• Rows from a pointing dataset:
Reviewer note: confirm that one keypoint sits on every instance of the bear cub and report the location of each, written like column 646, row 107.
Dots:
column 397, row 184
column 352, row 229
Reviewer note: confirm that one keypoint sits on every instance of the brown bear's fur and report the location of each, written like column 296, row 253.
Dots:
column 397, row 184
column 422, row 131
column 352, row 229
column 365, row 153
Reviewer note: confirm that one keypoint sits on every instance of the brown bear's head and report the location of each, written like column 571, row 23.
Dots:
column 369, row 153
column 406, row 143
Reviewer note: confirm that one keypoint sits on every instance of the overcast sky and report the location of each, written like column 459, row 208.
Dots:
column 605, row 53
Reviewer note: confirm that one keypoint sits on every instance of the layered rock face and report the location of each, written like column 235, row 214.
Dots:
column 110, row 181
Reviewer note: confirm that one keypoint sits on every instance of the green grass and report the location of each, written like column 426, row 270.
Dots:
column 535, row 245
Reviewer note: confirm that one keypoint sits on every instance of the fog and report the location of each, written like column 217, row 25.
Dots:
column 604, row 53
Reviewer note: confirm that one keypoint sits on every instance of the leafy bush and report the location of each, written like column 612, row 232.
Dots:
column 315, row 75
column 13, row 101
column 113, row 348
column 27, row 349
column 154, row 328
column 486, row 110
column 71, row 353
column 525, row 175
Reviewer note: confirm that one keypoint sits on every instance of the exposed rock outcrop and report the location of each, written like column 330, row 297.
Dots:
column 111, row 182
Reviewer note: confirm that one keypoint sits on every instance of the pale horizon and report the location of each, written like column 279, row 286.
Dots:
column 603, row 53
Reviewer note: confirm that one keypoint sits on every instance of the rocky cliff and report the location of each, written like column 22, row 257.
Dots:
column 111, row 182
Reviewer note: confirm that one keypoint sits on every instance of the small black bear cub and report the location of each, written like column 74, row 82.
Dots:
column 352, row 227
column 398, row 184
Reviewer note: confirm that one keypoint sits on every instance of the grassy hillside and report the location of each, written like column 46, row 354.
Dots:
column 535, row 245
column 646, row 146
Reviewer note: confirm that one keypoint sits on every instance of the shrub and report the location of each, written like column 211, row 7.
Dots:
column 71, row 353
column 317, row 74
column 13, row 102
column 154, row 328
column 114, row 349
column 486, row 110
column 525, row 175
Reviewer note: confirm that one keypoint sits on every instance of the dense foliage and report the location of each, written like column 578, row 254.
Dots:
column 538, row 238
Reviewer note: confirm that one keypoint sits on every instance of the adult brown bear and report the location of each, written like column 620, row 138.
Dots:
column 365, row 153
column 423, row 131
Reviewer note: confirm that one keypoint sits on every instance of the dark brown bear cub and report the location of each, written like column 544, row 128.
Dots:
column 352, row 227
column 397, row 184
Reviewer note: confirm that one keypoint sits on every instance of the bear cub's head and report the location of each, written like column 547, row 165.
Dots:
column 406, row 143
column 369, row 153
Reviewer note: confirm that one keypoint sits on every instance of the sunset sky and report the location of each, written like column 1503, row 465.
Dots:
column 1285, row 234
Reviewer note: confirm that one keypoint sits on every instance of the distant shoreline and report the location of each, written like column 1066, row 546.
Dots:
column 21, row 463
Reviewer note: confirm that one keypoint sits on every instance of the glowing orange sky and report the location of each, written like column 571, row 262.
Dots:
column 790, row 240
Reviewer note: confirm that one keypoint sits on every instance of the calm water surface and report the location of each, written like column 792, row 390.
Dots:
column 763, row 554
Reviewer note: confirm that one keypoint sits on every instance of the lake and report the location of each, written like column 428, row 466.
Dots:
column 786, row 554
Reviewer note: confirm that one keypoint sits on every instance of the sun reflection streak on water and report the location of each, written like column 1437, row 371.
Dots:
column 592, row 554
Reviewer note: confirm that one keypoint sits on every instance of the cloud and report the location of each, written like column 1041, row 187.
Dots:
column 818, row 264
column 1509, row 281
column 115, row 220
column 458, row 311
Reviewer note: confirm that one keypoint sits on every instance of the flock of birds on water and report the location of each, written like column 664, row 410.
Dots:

• Work required:
Can you reproduce all of the rows above verbatim, from the first line through the last?

• Solved problem:
Reviewer note: confirm that one keypoint sits on every instance of the bear cub and report the location of each, written like column 646, row 107.
Dots:
column 397, row 184
column 352, row 229
Reviewer note: confirm that one keypoint sits on every instance of the brown bear's fur and report the location of each, written like column 296, row 253.
Dots:
column 397, row 184
column 422, row 131
column 352, row 229
column 365, row 153
Reviewer note: confirm that one keypoint sits on every instance of the brown bear's head and report the location of each, written like column 571, row 23.
Dots:
column 369, row 153
column 406, row 143
Reviewer note: confirm that one keypoint sits on every instance of the overcast sky and report the location of each, written like column 459, row 208.
Dots:
column 605, row 53
Reviewer note: confirm that one keypoint sits on every instance of the layered rock face and report the location of each, written like column 235, row 214.
Dots:
column 110, row 181
Reviewer note: confirm that one keypoint sits on every instance of the green grass and report the location of each, written like column 426, row 270.
Dots:
column 535, row 245
Reviewer note: confirm that one keypoint sits on every instance of the fog and report the location of each, written like column 217, row 25.
Dots:
column 604, row 53
Reviewer note: confirm that one keypoint sits on every instance of the leafy bush and report the location of each, written like column 612, row 232.
Dots:
column 315, row 75
column 13, row 101
column 113, row 348
column 27, row 349
column 154, row 328
column 486, row 110
column 71, row 353
column 525, row 175
Reviewer note: confirm that one keypoint sits on every instance of the exposed rock outcrop and report the location of each, written like column 330, row 297.
Dots:
column 111, row 182
Reviewer note: confirm that one keypoint sits on every instance of the pale horizon and report the location of each, written like column 279, row 286.
Dots:
column 603, row 53
Reviewer note: confirm that one keypoint sits on every instance of the rocky cliff and report the location of each, written like column 22, row 257.
Dots:
column 111, row 182
Reviewer note: confirm that one keypoint sits on every instance of the small black bear cub and report the location of each, written like column 74, row 82.
Dots:
column 352, row 227
column 398, row 184
Reviewer note: confirm that one keypoint sits on every instance of the grassy hillside and report the location of each, written like column 46, row 354.
Dots:
column 535, row 245
column 646, row 146
Reviewer note: confirm that one keypoint sits on every instance of the shrub and report the location of each, written like column 211, row 7.
Dots:
column 71, row 353
column 317, row 74
column 13, row 102
column 154, row 328
column 114, row 349
column 486, row 110
column 525, row 175
Reviewer note: confirm that one keypoint sits on every instance of the dense foliage and report the location of each, written like column 578, row 254.
Dots:
column 538, row 238
Reviewer note: confirm that one keypoint sits on every instance of the adult brown bear and report the location of each, written like column 620, row 138.
Dots:
column 365, row 153
column 423, row 131
Reviewer note: confirm that one keypoint sits on every instance of the dark brown bear cub and report the location of each, written like column 544, row 128.
Dots:
column 352, row 227
column 397, row 184
Reviewer note: confirm that one keypoint sits on every instance of the bear cub's head and report the location of each, written like column 547, row 165.
Dots:
column 406, row 143
column 369, row 153
Reviewer note: confirm that one keypoint sits on every instance of the sunset sky and report the location of each, written like column 1503, row 465.
Dots:
column 1285, row 234
Reviewer note: confirm that one keypoint sits on every instance of the distant shoreline and report the location of each, written like column 1066, row 546.
Dots:
column 21, row 463
Reviewer note: confirm that one keypoint sits on every instance of the glowing orange sky and report the location of each, written like column 571, row 262.
Dots:
column 790, row 240
Reviewer note: confirm that one keypoint sits on every instance of the calm water surface and report the location of each, written like column 792, row 390.
Dots:
column 763, row 554
Reviewer note: confirm that one keypoint sits on every instance of the lake and report the location of each, written like column 428, row 466.
Dots:
column 786, row 554
Reviewer note: confirm that one keypoint sits on every instance of the sun reflection streak on water and report the location of each, written like column 1437, row 371.
Dots:
column 592, row 554
Reviewer note: confirm that one keypoint sits on every instance of the cloud and report the location of each, written like column 1041, row 187.
Dots:
column 818, row 264
column 1509, row 281
column 115, row 220
column 458, row 311
Reviewer note: confirm that one keypoint sits on every instance of the flock of birds on water and report the location of each, written like column 664, row 410.
Dots:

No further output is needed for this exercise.